__Metin__:
────────

Ediz TuncelKöşe Yazıları

Ediz Tuncel: Sağduyuya davet!!!

Sağduyuya dave!!!

Köşe yazılarımda üst üste eleştirdiğim ve hiçbir aciliyeti yokken Türkiye’deki vergi mükelleflerinin cebinden toplanan parayla Lefkoşa’da yapılması planlanan ve yapımına da başlanan külliye hikayesine fena taktın diyeceksiniz…

Evet, taktım ve bu konuda vicdanım da hiç rahat değil, eğer yapılırsa, hergün bu yapıları gördüğümde vicdanım da sızlamaya devam edecek, dinleyen olsun olmasın, bir daha, bir daha yazacağım.

Cumhurbaşkanlığı-Meclis yerleşkesinin, nam-ı diğer, külliyenin Türkiye’nin ekonomik açıdan en büyük çıkmazlarının yaşadığı bir zamanda yangından mal kaçırır gibi yapılmasının hiçbir makul gerekçesi yok, hiçbir aciliyeti yok, üstelik de KKTC’de kimse sokakta değil, vekillerin de, hükümetin de, Cumhurbaşkanı’nın da başını sokacağı bir mekanı var.

Türkiye’deki vergi mükellefinin cebinden çıkacak 150 milyon dolara yakın bir para, KKTC gibi vergi kaçakçılığında dünya zirvesine yerleşmiş, devletin tam anlamıyla korsan devlet haline getirildiği,  vatandaşı ve siyasileri tarafından getirilmesine göz yumulduğu, herşeyin bir avuç rantçıya feda edildiği, vergi sahtekarlarının cirit attığı ve siyasilerinin de al gülüm ver gülüm zihniyetiyle bu kokuşmuş düzene çanak tuttuğu bir toprak parçasına atılacak!!!

Halbuki bu parayla, hiçbir aciliyeti ve gereği olmayan, bittiğinde şovdan başka bir işe yaramayacak olan bir yerleşke yerine, Kıbrıs’taki üniversite öğrencilerinden binlercesinin insan gibi yaşayabileceği, ev sahibi kılığındaki kasapların elinden kurtulacakları en az yirmi tane  yurt  yapılabilir, hem de tüm sosyal tesisleriyle birlikte… 

Türkiye’nin dört bir taraftan düşman tarafından kuşatılmaya çalışıldığı, ordunun sürekli olarak emperyalistlerin desteklediği terörizmle savaş içinde olduğu bir dönemde bu para ile askerlerimizin canlarını kurtarmaya yarayacak yüzbinlerce en kalitelisinden ve hafifinden çelik yelek alınabilir, yapılabilir, her askerin canı olabildiğince emniyete alınabilir.

────────

__Yapılacak görevler__:
[A] Köşe yazısındaki "Evet, taktım ve bu konuda vicdanım da hiç rahat değil, eğer yapılırsa, hergün bu yapıları gördüğümde vicdanım da sızlamaya devam edecek, dinleyen olsun olmasın, bir daha, bir daha yazacağım." cümlesini İngilizceye çevirin.
[B] Aşağıdaki satırlardan kaçında "part" dizesi geçiyor? Yalnızca sayıyı yazın.

__Girdi satırları__:
────────

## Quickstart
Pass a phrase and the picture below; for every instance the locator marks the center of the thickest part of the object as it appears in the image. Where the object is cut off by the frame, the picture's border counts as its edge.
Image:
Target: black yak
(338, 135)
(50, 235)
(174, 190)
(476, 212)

────────

__Alıştırma yanıtları__:
[A] Yes, I have become fixated on it, and my conscience is not at all at ease about this; if it is built, my conscience will keep aching every time I see these buildings, and whether anyone listens or not, I will write about it again and again.

[B] 1